## Written instruction
Reproduce the following items verbatim, omitting the pictures.

## Provided records
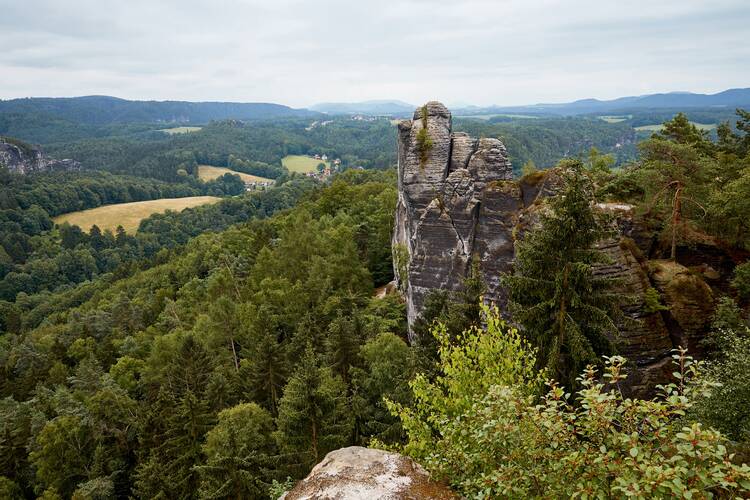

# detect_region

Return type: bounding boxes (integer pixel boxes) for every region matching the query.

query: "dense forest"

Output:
[0,103,750,499]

## Result
# detect_region

Return type: bounding boxes (integer pixel boxes) for every region matching the query.

query: "dense forest"

Output:
[0,103,750,499]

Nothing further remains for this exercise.